Passage Block Start
Oregon Poison Center
The Oregon Poison Center (OPC) was established by the Oregon State legislature in 1978. Currently it serves Oregon, Alaska, and the US island territory of Guam.
OPC is certified as a Regional Poison Center by the American Association of Poison Control Center (AAPCC), and surpasses all minimum requirements for this designation, including population served (approximately three and half million), annual call volume (approximately 70,000), certified staff, a full-time physician back up, active follow-up and data gathering functions, and public and professional poison information education services, among other criteria.
Calls to OPC are consistent with the spectrum and distribution of calls reported in the national database of the AAPCC. The call volume provides the fellow with opportunity to evaluate every possible nuance of common exposures to pharmaceuticals, drugs-of-abuse, household agents, and plants as well as providing experience with a variety of unusual poisonings. The diversity of the Oregon Poison Center's catchment area includes urban, suburban, rural and remote populations of all socio-economic groups, leading to a representative cross section of exposures. The climate and geography are equally diverse, ranging from high desert to remote arctic islands to a Pacific Island. As a result, each year OPC is involved with the management of rattlesnake, black widow and necrotic spider envenomations, as well as myriad plant and mushroom ingestions.
OHSU and Affiliated Hospitals on Marquam Hill
The vast majority of OHSU acute care toxicology consultations involve the Emergency Department of University Hospital, the adult intensive care units of University Hospital and the Pediatric Intensive Care Unit of Doernbecher Children's Hospital. These hospitals, which see more than 400,000 annual patient visits, are all located within a short walking distance to the fellow's office in OPC.
Doernbecher Children's Hospital is the largest children's hospital in Oregon, and frequently is the referral site for toxicology patients, including many followed by OPC prior to transfer. University Hospital is one of two Level-1 trauma centers in Portland and is a major tertiary care referral center. The fellow will work one rotation each year in the MICU and the PICU, in addition to active involvement in Emergency Department. The volume, breadth and proximity of case material available to fellows through working relationships with these hospitals offer an ideal setting for both clinical training and clinical research.
Passage Block End
Data to examine Block Start
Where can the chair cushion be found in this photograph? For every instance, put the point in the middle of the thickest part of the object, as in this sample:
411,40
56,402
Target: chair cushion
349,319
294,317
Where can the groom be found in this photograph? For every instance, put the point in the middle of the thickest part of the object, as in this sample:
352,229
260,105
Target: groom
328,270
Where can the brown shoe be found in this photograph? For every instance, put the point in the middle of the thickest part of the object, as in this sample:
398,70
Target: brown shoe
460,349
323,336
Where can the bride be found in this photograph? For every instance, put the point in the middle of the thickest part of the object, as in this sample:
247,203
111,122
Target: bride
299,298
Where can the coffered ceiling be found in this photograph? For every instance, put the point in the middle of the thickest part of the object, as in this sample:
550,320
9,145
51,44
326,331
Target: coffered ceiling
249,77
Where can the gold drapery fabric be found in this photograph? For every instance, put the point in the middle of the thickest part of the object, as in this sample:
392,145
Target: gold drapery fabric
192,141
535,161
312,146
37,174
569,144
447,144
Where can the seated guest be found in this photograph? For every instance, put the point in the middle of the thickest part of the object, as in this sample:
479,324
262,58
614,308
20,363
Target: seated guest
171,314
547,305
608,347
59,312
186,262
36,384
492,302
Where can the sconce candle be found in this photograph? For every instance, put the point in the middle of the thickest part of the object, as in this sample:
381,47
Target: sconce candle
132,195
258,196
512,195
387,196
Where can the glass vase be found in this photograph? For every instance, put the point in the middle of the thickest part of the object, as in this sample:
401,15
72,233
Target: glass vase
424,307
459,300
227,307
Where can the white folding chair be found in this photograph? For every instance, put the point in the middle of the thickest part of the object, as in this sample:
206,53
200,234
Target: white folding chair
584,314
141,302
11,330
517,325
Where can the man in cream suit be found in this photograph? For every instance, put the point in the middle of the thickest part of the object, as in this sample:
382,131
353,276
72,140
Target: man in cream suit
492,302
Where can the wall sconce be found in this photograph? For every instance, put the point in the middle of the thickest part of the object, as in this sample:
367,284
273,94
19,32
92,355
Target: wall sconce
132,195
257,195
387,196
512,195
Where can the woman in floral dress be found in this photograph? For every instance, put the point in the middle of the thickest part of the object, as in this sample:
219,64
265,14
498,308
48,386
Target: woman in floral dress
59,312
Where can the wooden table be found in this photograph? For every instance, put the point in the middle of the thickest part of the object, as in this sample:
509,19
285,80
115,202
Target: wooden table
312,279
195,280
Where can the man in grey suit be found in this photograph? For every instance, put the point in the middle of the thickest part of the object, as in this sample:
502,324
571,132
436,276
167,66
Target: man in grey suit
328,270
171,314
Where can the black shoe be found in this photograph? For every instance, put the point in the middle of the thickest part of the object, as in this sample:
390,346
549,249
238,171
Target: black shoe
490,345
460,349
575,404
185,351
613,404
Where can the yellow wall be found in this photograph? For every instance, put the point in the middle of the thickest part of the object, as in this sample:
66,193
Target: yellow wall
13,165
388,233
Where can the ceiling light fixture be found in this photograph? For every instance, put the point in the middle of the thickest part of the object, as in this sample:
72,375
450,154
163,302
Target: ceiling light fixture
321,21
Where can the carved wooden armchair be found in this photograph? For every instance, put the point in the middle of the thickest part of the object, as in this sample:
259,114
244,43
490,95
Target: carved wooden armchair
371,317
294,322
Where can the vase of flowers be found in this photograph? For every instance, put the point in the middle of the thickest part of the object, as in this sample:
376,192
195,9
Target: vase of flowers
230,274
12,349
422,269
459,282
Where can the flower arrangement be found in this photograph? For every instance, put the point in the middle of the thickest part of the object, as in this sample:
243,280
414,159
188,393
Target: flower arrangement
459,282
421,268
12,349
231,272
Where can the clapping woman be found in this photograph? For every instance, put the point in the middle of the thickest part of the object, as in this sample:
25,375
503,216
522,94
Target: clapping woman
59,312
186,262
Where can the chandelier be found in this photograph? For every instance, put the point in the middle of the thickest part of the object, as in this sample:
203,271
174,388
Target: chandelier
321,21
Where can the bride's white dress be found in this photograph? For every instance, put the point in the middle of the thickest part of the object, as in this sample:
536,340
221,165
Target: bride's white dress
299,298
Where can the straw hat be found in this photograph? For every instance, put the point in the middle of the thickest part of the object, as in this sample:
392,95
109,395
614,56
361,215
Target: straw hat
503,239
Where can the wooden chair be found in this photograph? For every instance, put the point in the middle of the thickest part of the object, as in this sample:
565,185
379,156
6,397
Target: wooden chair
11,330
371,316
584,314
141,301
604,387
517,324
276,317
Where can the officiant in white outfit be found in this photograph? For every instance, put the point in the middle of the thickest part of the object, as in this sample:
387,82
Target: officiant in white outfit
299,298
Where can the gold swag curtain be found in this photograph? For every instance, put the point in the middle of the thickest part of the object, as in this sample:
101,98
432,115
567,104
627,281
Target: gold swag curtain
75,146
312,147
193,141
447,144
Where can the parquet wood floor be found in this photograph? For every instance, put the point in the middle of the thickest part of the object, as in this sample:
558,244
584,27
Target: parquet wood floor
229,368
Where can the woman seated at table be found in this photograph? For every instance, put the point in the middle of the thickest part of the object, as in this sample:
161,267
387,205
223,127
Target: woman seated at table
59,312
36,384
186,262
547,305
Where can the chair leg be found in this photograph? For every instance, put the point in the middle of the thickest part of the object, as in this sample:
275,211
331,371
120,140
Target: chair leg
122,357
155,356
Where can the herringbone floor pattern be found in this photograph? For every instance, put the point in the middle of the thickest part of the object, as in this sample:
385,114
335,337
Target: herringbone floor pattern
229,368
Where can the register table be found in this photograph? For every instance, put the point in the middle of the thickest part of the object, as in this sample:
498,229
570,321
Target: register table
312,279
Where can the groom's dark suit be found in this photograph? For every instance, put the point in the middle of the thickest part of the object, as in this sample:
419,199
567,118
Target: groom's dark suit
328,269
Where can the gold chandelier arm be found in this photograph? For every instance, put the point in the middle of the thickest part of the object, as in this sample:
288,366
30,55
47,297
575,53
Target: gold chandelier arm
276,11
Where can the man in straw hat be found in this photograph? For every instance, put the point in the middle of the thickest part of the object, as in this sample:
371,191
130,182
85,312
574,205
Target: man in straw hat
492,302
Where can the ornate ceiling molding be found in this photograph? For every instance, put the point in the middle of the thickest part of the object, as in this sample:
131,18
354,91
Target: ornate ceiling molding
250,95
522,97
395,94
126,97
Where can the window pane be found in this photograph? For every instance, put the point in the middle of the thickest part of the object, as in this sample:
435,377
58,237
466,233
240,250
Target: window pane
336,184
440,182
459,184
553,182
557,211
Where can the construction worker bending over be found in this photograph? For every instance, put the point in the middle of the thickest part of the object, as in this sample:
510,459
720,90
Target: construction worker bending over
Data to examine Block End
Using the information>
1. According to the Oregon Poison Center passage, which hospital is the largest children's hospital in Oregon?
2. Repeat the Oregon Poison Center passage between "Calls to OPC" and "and mushroom ingestions.", inclusive.

Answers to the problems>
1. Doernbecher Children's Hospital

2.
Calls to OPC are consistent with the spectrum and distribution of calls reported in the national database of the AAPCC. The call volume provides the fellow with opportunity to evaluate every possible nuance of common exposures to pharmaceuticals, drugs-of-abuse, household agents, and plants as well as providing experience with a variety of unusual poisonings. The diversity of the Oregon Poison Center's catchment area includes urban, suburban, rural and remote populations of all socio-economic groups, leading to a representative cross section of exposures. The climate and geography are equally diverse, ranging from high desert to remote arctic islands to a Pacific Island. As a result, each year OPC is involved with the management of rattlesnake, black widow and necrotic spider envenomations, as well as myriad plant and mushroom ingestions.